INSTRUCTIONS TO FOLLOW:
Return each of the records below word for word, without changing a single line.

SUPPLIED RECORDS:
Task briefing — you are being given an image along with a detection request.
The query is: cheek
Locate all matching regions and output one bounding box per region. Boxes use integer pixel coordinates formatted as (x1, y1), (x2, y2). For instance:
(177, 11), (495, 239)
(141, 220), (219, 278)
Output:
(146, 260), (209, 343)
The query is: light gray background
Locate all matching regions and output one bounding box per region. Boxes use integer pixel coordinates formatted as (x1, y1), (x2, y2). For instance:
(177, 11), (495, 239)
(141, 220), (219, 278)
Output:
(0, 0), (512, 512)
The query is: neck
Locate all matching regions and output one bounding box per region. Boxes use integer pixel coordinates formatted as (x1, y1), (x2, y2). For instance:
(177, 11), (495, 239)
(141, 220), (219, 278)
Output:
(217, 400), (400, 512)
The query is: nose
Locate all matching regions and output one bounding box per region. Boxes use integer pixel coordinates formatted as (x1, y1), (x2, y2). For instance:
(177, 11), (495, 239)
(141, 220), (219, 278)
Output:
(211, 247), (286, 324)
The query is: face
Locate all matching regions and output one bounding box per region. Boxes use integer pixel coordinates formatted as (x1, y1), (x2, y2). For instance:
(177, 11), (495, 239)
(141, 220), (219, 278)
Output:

FINISHED TASK:
Task briefing — you are being given an image along with a detection request.
The query is: cheek
Locate all matching regions and output one bounding box per region. Boxes use integer pixel coordinates formatted as (x1, y1), (x2, y2). For instance:
(177, 11), (495, 239)
(141, 220), (219, 278)
Output:
(146, 260), (209, 343)
The query is: light gray background
Locate all matching regions and output one bounding box per region. Boxes use integer pixel coordinates formatted as (x1, y1), (x2, y2). For instance:
(177, 11), (495, 239)
(141, 220), (219, 278)
Output:
(0, 0), (512, 512)
The query is: neck
Locate all matching regions and output one bounding box per region. Boxes use integer pixel coordinates formatted as (x1, y1), (x2, y2). For instance:
(177, 11), (495, 239)
(141, 220), (219, 278)
Output:
(217, 400), (400, 512)
The query is: nose
Locate all matching regions and output one bounding box per region. Boxes use integer pixel coordinates formatted as (x1, y1), (x2, y2). For instance:
(177, 11), (495, 239)
(141, 220), (219, 278)
Output:
(211, 247), (286, 324)
The query is: face
Locate all matching regions and output one bounding box per region. Boxes use integer pixel coordinates formatted as (x1, y1), (x2, y2). For instance:
(177, 11), (495, 239)
(141, 220), (219, 278)
Output:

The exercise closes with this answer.